**Stated goal 1**
Rewrite the records from the line containing "locate the street" down through the line containing "110,12,120,57", changing "street lamp post" to "streetlight" and keeping everything else the same.

**Document text**
* start *

Regarding popularity me thinks that moving to a tennis-like rating system will give us a more sellable champion ,and also something specific for the audience to follow instead of obscure matches in remote countries or endless candidate events held always in the wrong places and at the wrong time.
We should have only one number one player at any given time and focus our attention a lot more in the competitions instead of the players .
Chess events are desperate for innovations and fresh ideas ,and alternative disciplines like rapid and 960 are growing stronger all the time ,i think that we should not be so conservative about some traditions and let things reach their full potential.
Chess is a game , not a sport ,we should learn from poker tournaments and horse races that its the event what makes some games famous ,that participants come and go , and in some cases our beloved champions wont sell a coke in the desert.

neil's picture

I think people are focusing on the wrong thing!
world championships matches are not the problem, its the candidate selection system.
2 games then rapid then blitz is too much of a lottery and ultimately does not necessarily find the best Challenger.
hence we have the no. 17 taking on a tiring jaded champion. so we experience technical draws without much fight. if there had been six exciting slug-fest draws there would be no complaints.

Also I would speculate that Magnus has not been as involved with anand's prep this time- so he is more computer dependent

Lee's picture

lans said: "If we look at all sports , they all evolved and had their rules evolve in modern times after dramatic changes . Chess is still an entertainment from the sponsors point of view , i don't think it's wise to neglect this aspect , the players have short term (results ) and long term interests (make a living of chess ) , but without the sponsors and the audience , even the top professional players are doomed ."

Extremely well said. Extra points for staying on topic.

Matt's picture

As players with true passion and motivation such as Aronian, Morozevich, Nakamura or Carlsen show almost all the time, chess is rich enough to give something new even at those levels; unlucky for our game that two guys already past it who don't care so much anymore are playing the final match. 12 games are not enough for them to take risks as well.

sirschratz's picture

chess has a considerable market value - decent newspapers (guardian - new york times - el pais) do have regular advertisements of big companies which show chess pieces, the board - and usually this is linked with some catch phrase which drives at cognition and responsible thinking....

in practice, however, these companies stay clear of certain unprofessional structures which dominate the chess world and with which any decent company doesn't want to be associated with. scandals are of rather low commercial value!

* end *

**Stored rows**
* start *

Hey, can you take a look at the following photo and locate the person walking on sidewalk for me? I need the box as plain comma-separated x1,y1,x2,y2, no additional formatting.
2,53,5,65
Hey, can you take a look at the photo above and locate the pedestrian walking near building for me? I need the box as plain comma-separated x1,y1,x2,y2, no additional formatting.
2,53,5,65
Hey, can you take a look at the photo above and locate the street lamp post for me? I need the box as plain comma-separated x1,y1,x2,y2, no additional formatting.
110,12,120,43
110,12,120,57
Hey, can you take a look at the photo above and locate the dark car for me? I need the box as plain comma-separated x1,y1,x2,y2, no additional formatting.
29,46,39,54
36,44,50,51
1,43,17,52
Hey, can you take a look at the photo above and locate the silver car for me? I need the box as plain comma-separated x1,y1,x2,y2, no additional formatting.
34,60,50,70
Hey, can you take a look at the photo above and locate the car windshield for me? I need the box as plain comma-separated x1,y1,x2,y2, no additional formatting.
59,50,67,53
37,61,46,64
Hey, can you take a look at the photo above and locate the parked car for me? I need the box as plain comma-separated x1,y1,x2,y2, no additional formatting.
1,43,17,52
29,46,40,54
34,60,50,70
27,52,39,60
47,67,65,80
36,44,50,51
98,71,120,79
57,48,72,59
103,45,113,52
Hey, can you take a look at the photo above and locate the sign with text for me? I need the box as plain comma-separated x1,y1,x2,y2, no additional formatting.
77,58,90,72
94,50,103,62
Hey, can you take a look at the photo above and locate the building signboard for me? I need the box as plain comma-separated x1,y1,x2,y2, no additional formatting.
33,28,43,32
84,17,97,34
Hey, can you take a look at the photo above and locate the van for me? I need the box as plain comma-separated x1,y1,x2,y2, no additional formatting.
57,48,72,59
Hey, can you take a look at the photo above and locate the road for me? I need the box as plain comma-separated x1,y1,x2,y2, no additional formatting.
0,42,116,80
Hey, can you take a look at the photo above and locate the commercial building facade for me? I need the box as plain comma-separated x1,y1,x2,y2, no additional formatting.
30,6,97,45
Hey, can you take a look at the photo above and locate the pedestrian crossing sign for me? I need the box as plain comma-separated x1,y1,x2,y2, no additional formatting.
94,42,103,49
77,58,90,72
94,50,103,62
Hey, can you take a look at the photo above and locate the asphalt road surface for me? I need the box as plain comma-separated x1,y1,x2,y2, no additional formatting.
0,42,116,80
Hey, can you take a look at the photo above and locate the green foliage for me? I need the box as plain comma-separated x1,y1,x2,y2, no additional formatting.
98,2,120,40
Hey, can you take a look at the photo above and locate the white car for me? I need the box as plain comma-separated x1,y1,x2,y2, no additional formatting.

* end *

**Stated goal 2**
In the chess discussion, which four players does one commenter name as showing true passion and motivation?

**Exercise response 1**
Hey, can you take a look at the photo above and locate the streetlight for me? I need the box as plain comma-separated x1,y1,x2,y2, no additional formatting.
110,12,120,43
110,12,120,57

**Exercise response 2**
Aronian, Morozevich, Nakamura and Carlsen.